▶ WRITTEN REQUEST
Leave out any picture and return the remaining listing below exactly as given.

====== DATA IN THIS EXERCISE

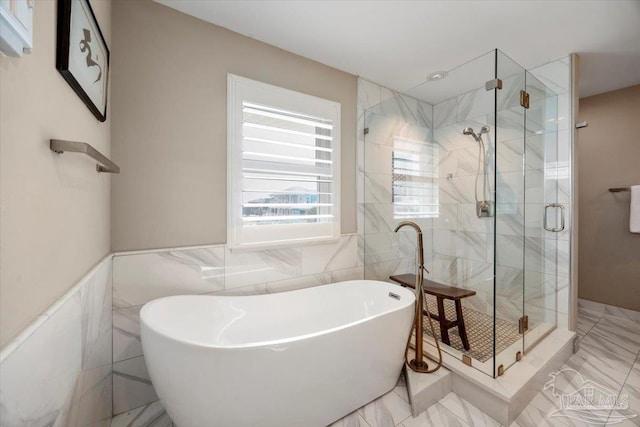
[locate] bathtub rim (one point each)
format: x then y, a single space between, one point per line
269 343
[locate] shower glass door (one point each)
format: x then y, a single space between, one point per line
544 214
510 194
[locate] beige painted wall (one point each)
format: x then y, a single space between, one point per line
54 210
609 156
169 122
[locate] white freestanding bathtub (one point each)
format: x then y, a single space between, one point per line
299 358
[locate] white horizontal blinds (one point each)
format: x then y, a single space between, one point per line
414 182
287 167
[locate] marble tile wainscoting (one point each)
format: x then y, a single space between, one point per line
139 277
57 372
618 372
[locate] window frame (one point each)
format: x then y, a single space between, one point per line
240 90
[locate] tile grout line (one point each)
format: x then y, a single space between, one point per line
636 360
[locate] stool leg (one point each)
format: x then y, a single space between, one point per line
444 332
461 329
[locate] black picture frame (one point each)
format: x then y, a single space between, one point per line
64 51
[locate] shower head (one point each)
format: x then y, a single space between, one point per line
478 136
469 131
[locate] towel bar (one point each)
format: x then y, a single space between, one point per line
60 146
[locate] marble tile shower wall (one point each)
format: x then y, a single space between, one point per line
139 277
390 117
58 371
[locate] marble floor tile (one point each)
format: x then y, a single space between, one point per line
466 411
150 415
534 417
386 411
607 369
354 419
622 313
615 335
132 386
436 416
586 320
401 388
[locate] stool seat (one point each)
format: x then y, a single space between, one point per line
441 292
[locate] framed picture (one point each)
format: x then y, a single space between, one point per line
82 56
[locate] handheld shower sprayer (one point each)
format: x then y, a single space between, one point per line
484 207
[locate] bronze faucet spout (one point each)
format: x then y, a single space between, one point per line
418 364
420 244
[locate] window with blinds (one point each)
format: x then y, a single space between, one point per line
414 181
284 165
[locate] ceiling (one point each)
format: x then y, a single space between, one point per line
397 43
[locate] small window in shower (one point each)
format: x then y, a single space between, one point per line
283 165
414 182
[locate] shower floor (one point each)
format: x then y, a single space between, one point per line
479 331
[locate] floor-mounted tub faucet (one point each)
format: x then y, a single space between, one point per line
418 364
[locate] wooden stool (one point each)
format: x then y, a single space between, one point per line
441 292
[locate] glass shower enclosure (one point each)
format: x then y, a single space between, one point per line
472 159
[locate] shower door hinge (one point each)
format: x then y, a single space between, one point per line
523 324
524 99
493 84
466 359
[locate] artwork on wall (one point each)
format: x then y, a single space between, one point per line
82 55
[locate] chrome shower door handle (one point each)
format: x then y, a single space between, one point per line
546 215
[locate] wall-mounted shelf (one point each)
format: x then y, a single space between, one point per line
105 165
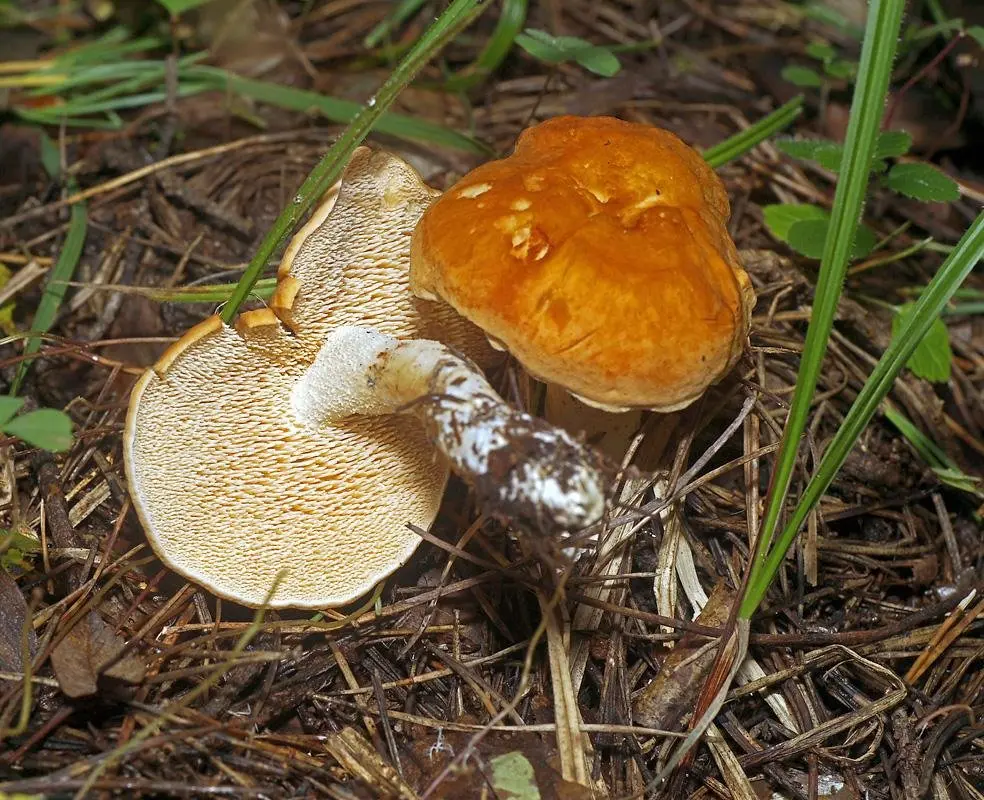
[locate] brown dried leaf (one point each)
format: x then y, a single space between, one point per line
91 649
13 618
666 701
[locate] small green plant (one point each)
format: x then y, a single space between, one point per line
830 67
932 358
804 226
45 428
566 49
177 7
17 545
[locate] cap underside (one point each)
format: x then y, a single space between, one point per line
230 490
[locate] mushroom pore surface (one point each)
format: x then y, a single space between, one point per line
230 488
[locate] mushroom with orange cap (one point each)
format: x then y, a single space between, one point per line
238 470
598 255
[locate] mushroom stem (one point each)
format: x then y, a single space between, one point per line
519 465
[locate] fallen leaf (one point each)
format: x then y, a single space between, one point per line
91 649
666 702
13 620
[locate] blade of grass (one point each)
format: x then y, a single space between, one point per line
867 107
342 111
739 144
63 270
969 251
403 11
454 19
511 21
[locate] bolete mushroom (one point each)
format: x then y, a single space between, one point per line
598 255
237 467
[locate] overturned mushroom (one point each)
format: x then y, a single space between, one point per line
598 255
520 466
232 487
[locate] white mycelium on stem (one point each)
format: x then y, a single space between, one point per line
519 465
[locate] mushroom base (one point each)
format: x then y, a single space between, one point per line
519 465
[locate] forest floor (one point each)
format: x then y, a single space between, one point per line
119 678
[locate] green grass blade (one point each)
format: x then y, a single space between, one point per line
874 73
454 19
209 293
404 10
511 22
341 111
735 146
61 273
969 251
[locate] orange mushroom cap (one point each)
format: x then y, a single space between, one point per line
598 255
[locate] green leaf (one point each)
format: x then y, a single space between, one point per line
821 51
841 69
779 218
932 358
807 237
542 49
62 273
177 7
599 61
45 428
958 479
892 144
15 544
455 18
803 77
734 146
513 777
922 182
8 407
826 153
561 49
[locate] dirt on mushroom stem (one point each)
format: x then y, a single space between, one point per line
520 466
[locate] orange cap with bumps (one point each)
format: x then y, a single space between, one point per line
598 255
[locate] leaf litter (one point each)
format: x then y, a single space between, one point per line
865 678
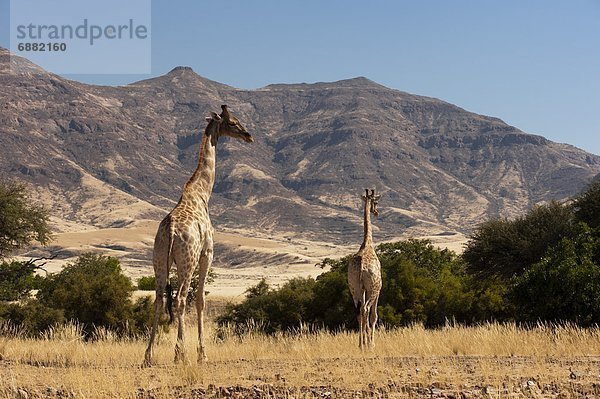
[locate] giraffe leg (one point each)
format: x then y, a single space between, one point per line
365 322
185 278
205 263
161 283
362 322
373 322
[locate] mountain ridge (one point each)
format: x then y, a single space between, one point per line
317 146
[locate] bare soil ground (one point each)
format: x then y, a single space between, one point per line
489 361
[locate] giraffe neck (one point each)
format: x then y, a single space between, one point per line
198 188
368 239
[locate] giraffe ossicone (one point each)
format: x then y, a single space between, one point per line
185 235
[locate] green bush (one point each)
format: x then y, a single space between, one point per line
17 279
586 205
147 283
420 284
94 292
505 248
565 284
31 318
21 220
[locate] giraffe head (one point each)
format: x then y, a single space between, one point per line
226 124
231 127
371 200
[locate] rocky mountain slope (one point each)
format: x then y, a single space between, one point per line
107 156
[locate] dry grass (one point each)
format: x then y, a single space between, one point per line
492 359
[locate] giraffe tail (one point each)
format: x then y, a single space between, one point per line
169 291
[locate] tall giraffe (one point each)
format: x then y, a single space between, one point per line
185 235
364 277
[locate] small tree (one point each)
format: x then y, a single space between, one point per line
504 248
94 291
565 284
587 205
17 279
21 220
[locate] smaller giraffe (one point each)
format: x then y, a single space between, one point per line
364 277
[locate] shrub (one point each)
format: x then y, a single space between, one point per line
420 284
587 205
94 292
505 248
147 283
21 220
17 279
32 318
565 284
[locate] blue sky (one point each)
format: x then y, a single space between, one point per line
533 63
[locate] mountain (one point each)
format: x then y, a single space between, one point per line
107 156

============

▶ ANSWER TO THE TASK
[locate] bathtub rim (one point each)
format: x then y, a single space between, one point per line
269 343
[locate] shower glass door (one point each)
format: x then y, a single space between, one point per line
544 214
510 194
[locate] beige painted wall (one point each)
format: x then y, a single space between, one point per line
54 210
609 156
169 122
[locate] white freestanding bathtub (one point each)
format: x then y, a single space between, one point per line
299 358
[locate] white horizontal blinds (one point each)
format: x then y, a single space between, one point per line
414 182
287 167
[locate] marble tile wainscoting (one point each)
format: x then y, a single space between, one point per line
139 277
57 372
618 372
[locate] window frame (one point each)
format: x then y, a single space between, one point per line
240 90
[locate] tile grout line (one point each)
format: x then y, a single space between, one point per line
636 360
[locate] stool leg (one point each)
format: x then y, a single space between, one point per line
444 332
461 329
[locate] black picture frame (one point each)
format: x then y, a single space between, one point per line
64 51
[locate] shower head (one point each)
format: x then y, a single space between, one point per line
478 136
469 131
[locate] towel bar (one point each)
format: x then y, a single space between, one point per line
60 146
[locate] marble tile shower wall (one point each)
format: x then y, a single space between, one point per line
139 277
390 117
58 371
[locate] marble floor tile (one point each)
format: x then y, a single space between, one point per line
466 411
150 415
534 417
386 411
607 369
354 419
622 313
615 335
132 386
436 416
586 320
401 388
[locate] stool seat (one point each)
format: x then y, a single space between, one point per line
441 292
[locate] framed picture (one point each)
format: x then y, a single space between, one point per line
82 56
[locate] handheld shower sprayer (one point each)
format: x then y, a single space between, one point per line
484 207
[locate] bronze faucet spout (one point each)
format: x then y, a single space between, one point per line
418 364
420 244
[locate] window with blinds (one point each)
format: x then y, a single space between, one point per line
414 181
284 165
[locate] ceiling (one point each)
format: x then y, a single space between, one point per line
397 43
[locate] small window in shower (one point each)
format: x then y, a single space between, one point per line
283 165
414 182
[locate] shower floor (one point each)
format: x then y, a single space between, one point per line
479 331
[locate] floor-mounted tub faucet (one point each)
format: x then y, a single space between, one point per line
418 364
[locate] wooden stool (one point each)
format: x then y, a single space between, one point per line
441 292
[locate] glass shower enclosure (one point each)
format: x then y, a single space between, one point per line
472 159
[locate] shower door hinge (one point each)
format: x then y, a single space between, one point per line
523 324
524 99
493 84
466 359
[locate] artwork on wall (one point each)
format: x then y, a single space between, one point per line
82 55
[locate] chrome shower door handle (one point each)
format: x then y, a single space between, one point per line
546 215
[locate] wall-mounted shelf (one point each)
format: x then y, a single space between, one point per line
105 165
[locate] brown dried leaf (one point each)
format: x then y, a single space between, one point per line
91 649
13 618
666 701
[locate] small green plant (one point each)
format: x then y, a single space between, one point per line
830 67
932 358
804 226
45 428
566 49
177 7
17 545
[locate] cap underside (one point each)
format: x then y, a single space between, one point per line
230 490
[locate] mushroom pore surface (one point each)
format: x then y, a single space between, one point per line
230 488
[locate] mushroom with orange cap (one point each)
format: x then y, a single space between, one point per line
238 470
598 255
[locate] mushroom stem (one point each)
format: x then y, a single space between, one point per line
519 465
[locate] fallen leaf (one point each)
format: x then y, a single space between, one point per line
91 649
666 702
13 620
[locate] blade of grass (one point each)
format: x then y, a single space between, one point per line
867 107
342 111
739 144
63 270
969 251
403 11
454 19
511 21
[locate] bolete mushroom (one point each)
format: x then y, a single space between, one point per line
598 255
237 467
[locate] overturned mushroom (one point each)
format: x then y, a single space between, one point per line
598 255
520 466
232 487
[locate] white mycelium on stem (one point each)
format: x then y, a single space between, one point per line
519 465
[locate] mushroom base (one point each)
format: x then y, a single space between, one point per line
519 465
[locate] forest floor (one point each)
format: x then y, a single space between, one point per line
119 678
[locate] green grass blade (one point each)
format: x then y, a single space between, one point per line
874 73
454 19
209 293
404 10
511 22
341 111
735 146
61 273
969 251
[locate] orange mushroom cap (one point each)
format: x then y, a single space between, one point per line
598 255
[locate] green leaf (one point each)
format: x then y, a single space between, one point per line
821 51
841 69
779 218
932 358
807 237
542 49
62 273
177 7
599 61
45 428
958 479
892 144
15 544
455 18
803 77
734 146
513 777
922 182
8 407
826 153
561 49
[locate] dirt on mushroom stem (one point each)
format: x then y, a single space between, one point per line
520 466
[locate] orange cap with bumps (one point each)
format: x then y, a single space between, one point per line
598 255
[locate] leaf litter (one point each)
format: x then y, a single space between, one point per line
865 678
[locate] giraffe leg (one point each)
format: x then y, a single space between, one point per line
365 322
185 278
205 263
161 283
362 322
373 322
[locate] mountain ridge (one point each)
format: x then y, a single space between, one point per line
317 146
[locate] bare soil ground (one point each)
format: x then y, a single space between, one point per line
489 361
[locate] giraffe neck (one point each)
format: x then y, a single space between, one point per line
198 188
368 239
[locate] giraffe ossicone (one point each)
format: x then y, a single space between, one point per line
185 235
[locate] green bush (one point each)
format: x then y, a single space between, one point per line
17 279
586 205
147 283
420 284
94 292
505 248
565 284
31 318
21 220
[locate] giraffe head (one point each)
format: x then y, a single space between, one point per line
226 124
231 127
371 200
[locate] rocky mountain slope (one point each)
format: x then y, a single space between, one point per line
107 156
[locate] dry grass (one point each)
format: x then y, a single space between, one point per line
492 359
[locate] giraffe tail (one point each)
format: x then y, a single space between, one point per line
169 291
[locate] tall giraffe (one point each)
format: x then y, a single space between, one point per line
185 235
364 277
[locate] small tree (one point each)
format: x then y, a single space between, one point per line
504 248
94 291
565 284
587 205
17 279
21 220
[locate] smaller giraffe (one point each)
format: x then y, a single space between, one point per line
364 277
[locate] shrub (one point each)
format: x then y, a single space between, one point per line
420 284
587 205
94 292
505 248
147 283
21 220
17 279
32 318
565 284
[locate] blue sky (one point each)
format: x then y, a single space between, one point per line
533 63
[locate] mountain (one point each)
format: x then y, a single space between, one point per line
107 156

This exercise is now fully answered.